→ Selected extract:
# # #

# Are the rules really different for planted tanks?



## Moni (Feb 1, 2014)

It's occurring to me that the rules are different for planted tanks. I've been keeping Red Cherry Shrimp and Endlers for over 10 years and have discovered recently that they can be kept in a much smaller tank if is cycled, heavily planted, and not overcrowded with inhabitants. In the past I found that I needed at least a 10 gallon to keep the shrimp happy and healthy and at least a 5 gallon for guppies or endlers. Now after experimenting with planted bowls holding only 1-2 gallons of water I'm finding that they do quite well. This is great news for people who only have room for a fish bowl and still want to enjoy keeping fish and/or shrimp. No pumps and filters needed either. Have any of you also found this to be the case? Can you keep fish in a well planted tank or bowl that you would not be able to if it was not planted? I myself have fish aquariums all over my house and a small "fish room" to boot. Still it's fun to create planted bowls and share some with friends.

# # #

→ Source excerpt:
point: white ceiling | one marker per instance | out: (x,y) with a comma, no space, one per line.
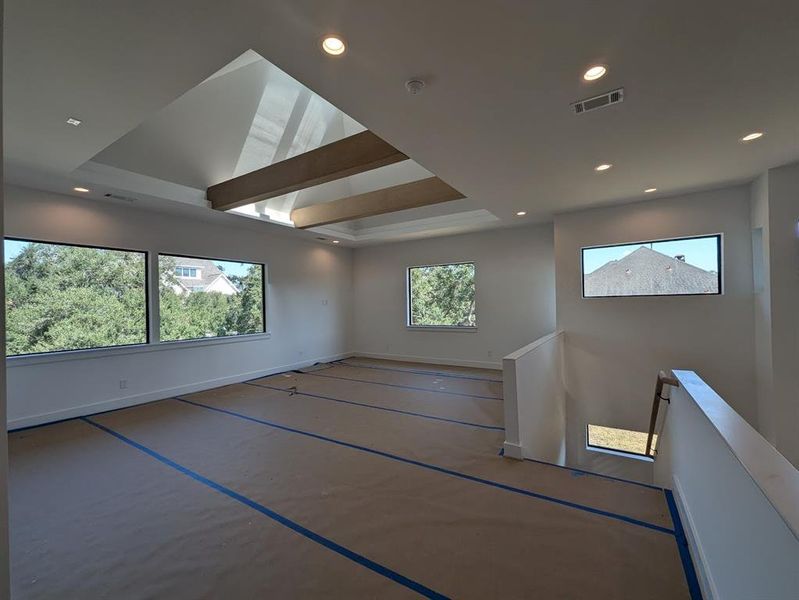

# # #

→ What you will do: Echo the forum post about planted tanks word for word, from its title to its final sentence. This data was taken from a separate source.

→ Solution to this problem:
# Are the rules really different for planted tanks?



## Moni (Feb 1, 2014)

It's occurring to me that the rules are different for planted tanks. I've been keeping Red Cherry Shrimp and Endlers for over 10 years and have discovered recently that they can be kept in a much smaller tank if is cycled, heavily planted, and not overcrowded with inhabitants. In the past I found that I needed at least a 10 gallon to keep the shrimp happy and healthy and at least a 5 gallon for guppies or endlers. Now after experimenting with planted bowls holding only 1-2 gallons of water I'm finding that they do quite well. This is great news for people who only have room for a fish bowl and still want to enjoy keeping fish and/or shrimp. No pumps and filters needed either. Have any of you also found this to be the case? Can you keep fish in a well planted tank or bowl that you would not be able to if it was not planted? I myself have fish aquariums all over my house and a small "fish room" to boot. Still it's fun to create planted bowls and share some with friends.